• [YOUR GOAL]:
Your task is to repeat the records exactly from the line containing "Q: For each instance of the patio" onward, through the final line.

• [RAW RECORDS]:
= = =

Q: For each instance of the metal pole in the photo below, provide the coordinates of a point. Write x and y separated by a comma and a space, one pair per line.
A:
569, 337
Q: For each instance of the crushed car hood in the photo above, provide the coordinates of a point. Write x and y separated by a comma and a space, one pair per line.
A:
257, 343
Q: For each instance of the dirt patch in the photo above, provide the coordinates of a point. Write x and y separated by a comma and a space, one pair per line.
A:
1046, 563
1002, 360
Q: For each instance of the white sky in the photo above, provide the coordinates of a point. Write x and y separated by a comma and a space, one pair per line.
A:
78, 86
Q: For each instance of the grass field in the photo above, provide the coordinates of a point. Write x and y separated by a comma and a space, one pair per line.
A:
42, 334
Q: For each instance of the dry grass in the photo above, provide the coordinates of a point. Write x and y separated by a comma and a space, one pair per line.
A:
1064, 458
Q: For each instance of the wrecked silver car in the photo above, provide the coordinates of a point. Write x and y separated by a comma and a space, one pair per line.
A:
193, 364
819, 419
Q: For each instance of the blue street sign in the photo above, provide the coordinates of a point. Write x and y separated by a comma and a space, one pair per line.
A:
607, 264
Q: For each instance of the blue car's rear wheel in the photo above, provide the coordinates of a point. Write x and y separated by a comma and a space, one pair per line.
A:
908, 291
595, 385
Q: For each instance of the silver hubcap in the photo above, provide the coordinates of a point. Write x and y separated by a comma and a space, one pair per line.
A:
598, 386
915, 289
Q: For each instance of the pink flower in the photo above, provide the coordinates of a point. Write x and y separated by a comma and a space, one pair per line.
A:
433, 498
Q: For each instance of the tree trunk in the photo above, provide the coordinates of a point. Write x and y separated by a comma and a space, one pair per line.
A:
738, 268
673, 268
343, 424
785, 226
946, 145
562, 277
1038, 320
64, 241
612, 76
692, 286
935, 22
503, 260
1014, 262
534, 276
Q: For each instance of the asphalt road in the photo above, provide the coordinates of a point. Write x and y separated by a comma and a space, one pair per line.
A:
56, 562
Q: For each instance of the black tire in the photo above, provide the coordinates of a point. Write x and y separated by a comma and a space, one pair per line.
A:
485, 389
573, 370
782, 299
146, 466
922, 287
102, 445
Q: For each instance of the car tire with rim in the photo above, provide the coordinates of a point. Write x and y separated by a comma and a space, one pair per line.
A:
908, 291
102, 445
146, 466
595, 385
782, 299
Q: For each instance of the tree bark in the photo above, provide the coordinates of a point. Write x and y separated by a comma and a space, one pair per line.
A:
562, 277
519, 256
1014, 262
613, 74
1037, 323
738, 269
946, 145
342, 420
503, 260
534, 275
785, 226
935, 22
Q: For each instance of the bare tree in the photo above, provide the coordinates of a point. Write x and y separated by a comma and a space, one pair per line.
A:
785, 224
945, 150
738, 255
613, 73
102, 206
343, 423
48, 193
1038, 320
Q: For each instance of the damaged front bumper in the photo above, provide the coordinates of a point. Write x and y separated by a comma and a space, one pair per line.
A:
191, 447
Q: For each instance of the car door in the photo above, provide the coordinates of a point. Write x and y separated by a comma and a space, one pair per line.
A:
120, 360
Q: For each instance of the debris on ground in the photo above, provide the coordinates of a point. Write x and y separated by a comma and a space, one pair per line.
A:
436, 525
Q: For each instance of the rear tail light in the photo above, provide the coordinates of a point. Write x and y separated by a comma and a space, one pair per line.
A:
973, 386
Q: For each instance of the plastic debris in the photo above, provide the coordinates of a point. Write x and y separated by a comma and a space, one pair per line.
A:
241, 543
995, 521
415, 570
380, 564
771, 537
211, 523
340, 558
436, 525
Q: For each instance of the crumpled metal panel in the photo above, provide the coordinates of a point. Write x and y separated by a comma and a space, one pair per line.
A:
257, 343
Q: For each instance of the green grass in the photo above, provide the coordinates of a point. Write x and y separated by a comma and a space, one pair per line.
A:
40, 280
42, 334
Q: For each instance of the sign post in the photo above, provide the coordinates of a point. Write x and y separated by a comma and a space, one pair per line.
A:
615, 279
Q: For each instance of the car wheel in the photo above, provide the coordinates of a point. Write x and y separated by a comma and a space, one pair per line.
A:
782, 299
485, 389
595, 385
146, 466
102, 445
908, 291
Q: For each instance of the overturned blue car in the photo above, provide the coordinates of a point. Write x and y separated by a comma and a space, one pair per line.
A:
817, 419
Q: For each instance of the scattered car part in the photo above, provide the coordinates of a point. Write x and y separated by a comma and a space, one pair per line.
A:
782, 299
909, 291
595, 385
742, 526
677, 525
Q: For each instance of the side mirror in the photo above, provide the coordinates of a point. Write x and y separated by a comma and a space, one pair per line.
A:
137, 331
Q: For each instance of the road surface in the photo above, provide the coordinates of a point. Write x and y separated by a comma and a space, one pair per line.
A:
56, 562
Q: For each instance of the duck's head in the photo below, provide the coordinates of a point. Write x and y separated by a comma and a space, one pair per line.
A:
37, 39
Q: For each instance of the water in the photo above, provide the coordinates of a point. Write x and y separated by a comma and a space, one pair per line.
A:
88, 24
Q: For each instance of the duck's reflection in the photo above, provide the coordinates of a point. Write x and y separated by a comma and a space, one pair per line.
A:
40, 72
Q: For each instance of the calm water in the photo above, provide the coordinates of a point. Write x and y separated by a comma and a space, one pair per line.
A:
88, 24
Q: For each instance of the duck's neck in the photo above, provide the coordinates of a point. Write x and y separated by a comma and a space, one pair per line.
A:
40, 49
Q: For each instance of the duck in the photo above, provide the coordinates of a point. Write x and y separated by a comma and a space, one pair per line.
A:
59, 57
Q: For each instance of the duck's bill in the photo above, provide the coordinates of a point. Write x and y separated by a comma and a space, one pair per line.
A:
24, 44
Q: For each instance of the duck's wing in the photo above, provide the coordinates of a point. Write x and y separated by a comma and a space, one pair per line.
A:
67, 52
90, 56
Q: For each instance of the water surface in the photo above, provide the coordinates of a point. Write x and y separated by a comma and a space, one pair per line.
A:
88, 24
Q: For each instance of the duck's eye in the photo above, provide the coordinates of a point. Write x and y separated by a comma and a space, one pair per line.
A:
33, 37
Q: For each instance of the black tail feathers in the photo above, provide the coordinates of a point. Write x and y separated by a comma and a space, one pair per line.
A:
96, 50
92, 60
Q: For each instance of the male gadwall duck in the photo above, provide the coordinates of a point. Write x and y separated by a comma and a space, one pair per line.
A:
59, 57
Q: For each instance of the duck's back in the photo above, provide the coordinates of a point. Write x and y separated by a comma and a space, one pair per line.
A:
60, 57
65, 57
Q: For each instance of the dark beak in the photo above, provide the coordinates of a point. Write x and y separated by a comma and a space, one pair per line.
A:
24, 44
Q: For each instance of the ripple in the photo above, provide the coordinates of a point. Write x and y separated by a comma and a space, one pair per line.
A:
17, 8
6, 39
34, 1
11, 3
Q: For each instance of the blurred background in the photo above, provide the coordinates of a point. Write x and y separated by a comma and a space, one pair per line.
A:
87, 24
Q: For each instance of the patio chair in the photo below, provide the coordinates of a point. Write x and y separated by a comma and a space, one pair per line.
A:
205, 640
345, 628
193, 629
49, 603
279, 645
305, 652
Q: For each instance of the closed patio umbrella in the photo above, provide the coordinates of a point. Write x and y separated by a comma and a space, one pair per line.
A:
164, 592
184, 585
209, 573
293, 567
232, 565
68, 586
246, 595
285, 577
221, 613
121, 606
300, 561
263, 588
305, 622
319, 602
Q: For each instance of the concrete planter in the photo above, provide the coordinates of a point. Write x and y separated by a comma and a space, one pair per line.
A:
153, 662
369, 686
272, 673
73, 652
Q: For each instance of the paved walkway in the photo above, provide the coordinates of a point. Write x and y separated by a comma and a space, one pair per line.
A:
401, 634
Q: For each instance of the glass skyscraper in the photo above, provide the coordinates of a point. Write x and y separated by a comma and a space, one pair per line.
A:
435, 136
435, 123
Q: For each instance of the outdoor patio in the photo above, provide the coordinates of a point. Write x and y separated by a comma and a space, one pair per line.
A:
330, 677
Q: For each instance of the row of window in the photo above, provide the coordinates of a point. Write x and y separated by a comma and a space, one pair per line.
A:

= = =

• [SOLUTION TO THIS EXERCISE]:
Q: For each instance of the patio chair in the photo below, provide the coordinates of a point. Write x and y separated by a comma and a space, one pair per line.
A:
205, 640
345, 628
193, 629
49, 603
279, 645
305, 652
Q: For each instance of the closed patio umbrella in the photo above, provide the coordinates of a point. Write x and y separated by a comma and a space, one pair per line.
A:
164, 592
184, 585
209, 573
293, 567
232, 565
68, 586
246, 595
285, 577
221, 613
121, 606
300, 561
263, 588
305, 622
319, 602
Q: For each instance of the concrete planter in the photo above, provide the coordinates of a point. Write x and y separated by a comma and a space, one pair per line.
A:
153, 662
369, 686
272, 673
73, 652
Q: For each instance of the paved walkway in the photo above, provide the coordinates of a point. Write x and y separated by a comma and a space, one pair per line.
A:
401, 634
Q: For each instance of the glass skyscraper in the photo above, provide the coordinates of a point. Write x and y separated by a comma and a space, one pair per line.
A:
435, 136
435, 123
Q: For each instance of the outdoor patio in the photo above, provide the coordinates of a point. Write x and y separated by a comma and a space, one pair per line.
A:
330, 677
Q: For each instance of the row of window in the photo above, provide the coordinates of a point. Write x and y separated by a comma and a space, one pair per line.
A:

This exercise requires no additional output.